Can you retype, word for word, the stretch of material from the line containing "of the neck" through the line containing "x=294, y=261", with both of those lines included?

THE DATA –
--- Start ---
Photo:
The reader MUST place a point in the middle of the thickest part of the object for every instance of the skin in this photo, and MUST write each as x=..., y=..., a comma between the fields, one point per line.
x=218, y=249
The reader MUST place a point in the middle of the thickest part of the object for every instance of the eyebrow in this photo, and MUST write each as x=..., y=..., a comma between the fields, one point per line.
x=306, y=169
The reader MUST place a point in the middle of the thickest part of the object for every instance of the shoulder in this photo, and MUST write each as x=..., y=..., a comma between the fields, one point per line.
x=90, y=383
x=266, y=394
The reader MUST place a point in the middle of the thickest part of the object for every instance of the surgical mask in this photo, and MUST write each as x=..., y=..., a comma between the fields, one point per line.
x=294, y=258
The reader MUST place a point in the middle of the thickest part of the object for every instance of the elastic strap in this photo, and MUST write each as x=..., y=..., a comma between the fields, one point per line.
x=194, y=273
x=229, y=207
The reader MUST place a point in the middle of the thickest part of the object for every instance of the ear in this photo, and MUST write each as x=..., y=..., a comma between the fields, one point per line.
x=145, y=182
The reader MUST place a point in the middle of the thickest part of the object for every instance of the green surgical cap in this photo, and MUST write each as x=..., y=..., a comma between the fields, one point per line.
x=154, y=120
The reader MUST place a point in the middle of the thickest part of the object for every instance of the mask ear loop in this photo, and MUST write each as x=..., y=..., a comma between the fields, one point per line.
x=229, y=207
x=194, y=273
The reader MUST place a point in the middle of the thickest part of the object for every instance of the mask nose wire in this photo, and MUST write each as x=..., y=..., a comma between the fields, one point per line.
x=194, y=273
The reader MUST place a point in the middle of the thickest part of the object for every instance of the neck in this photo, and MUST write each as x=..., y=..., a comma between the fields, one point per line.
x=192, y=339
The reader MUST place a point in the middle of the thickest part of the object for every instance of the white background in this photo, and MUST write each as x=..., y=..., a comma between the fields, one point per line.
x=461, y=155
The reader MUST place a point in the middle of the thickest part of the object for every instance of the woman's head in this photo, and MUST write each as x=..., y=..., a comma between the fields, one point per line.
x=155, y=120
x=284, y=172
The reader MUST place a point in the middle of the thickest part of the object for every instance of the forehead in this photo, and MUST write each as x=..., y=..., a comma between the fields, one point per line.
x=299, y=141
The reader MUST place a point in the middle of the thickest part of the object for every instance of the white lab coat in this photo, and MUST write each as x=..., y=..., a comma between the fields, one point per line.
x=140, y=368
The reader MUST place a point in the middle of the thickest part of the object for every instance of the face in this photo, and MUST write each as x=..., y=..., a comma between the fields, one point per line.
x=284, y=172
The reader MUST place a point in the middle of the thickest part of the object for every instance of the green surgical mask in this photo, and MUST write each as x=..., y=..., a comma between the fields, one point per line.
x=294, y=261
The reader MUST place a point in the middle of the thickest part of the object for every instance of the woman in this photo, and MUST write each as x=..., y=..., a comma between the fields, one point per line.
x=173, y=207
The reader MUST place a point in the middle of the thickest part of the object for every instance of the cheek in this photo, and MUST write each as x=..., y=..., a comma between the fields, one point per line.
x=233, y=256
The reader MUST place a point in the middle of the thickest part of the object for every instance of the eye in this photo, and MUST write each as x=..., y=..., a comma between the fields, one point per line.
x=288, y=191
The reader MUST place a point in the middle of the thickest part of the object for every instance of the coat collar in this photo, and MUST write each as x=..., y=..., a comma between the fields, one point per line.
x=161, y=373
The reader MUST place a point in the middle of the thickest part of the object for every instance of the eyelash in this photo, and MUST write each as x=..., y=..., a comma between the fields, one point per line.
--- End ---
TASK OUTPUT –
The reader MUST place a point in the middle of the thickest part of the object for every instance of the neck in this photo, and MUST write each as x=..., y=..., a comma between the fields, one point per line.
x=192, y=339
The reader MUST place a point in the middle of the thickest part of the object for every instance of the white background in this photo, and MUST write each as x=..., y=..., a comma between the fields, one point per line.
x=461, y=155
The reader MUST place a point in the middle of the thickest part of the object for every instance of the woman's head in this photo, and MUST write each as x=..., y=..., a comma between the fields, one point per line.
x=155, y=120
x=284, y=172
The reader MUST place a point in the middle of the thickest part of the object for every instance of the forehead in this photo, and MUST write each as x=..., y=..., a comma between the fields, one point per line.
x=299, y=141
The reader MUST place a point in the middle of the thickest part of the object for every instance of the white lab coat in this photo, and MUST write each as x=..., y=..., a comma between the fields, one point per line.
x=140, y=368
The reader MUST place a point in the middle of the thickest part of the object for every instance of the face in this photo, and MUST write each as x=..., y=..., a comma between the fields, one point per line.
x=284, y=172
The reader MUST place a point in the middle of the thickest part of the object for every instance of the green surgical mask in this photo, and MUST write each as x=..., y=..., a comma between the fields, one point per line.
x=294, y=261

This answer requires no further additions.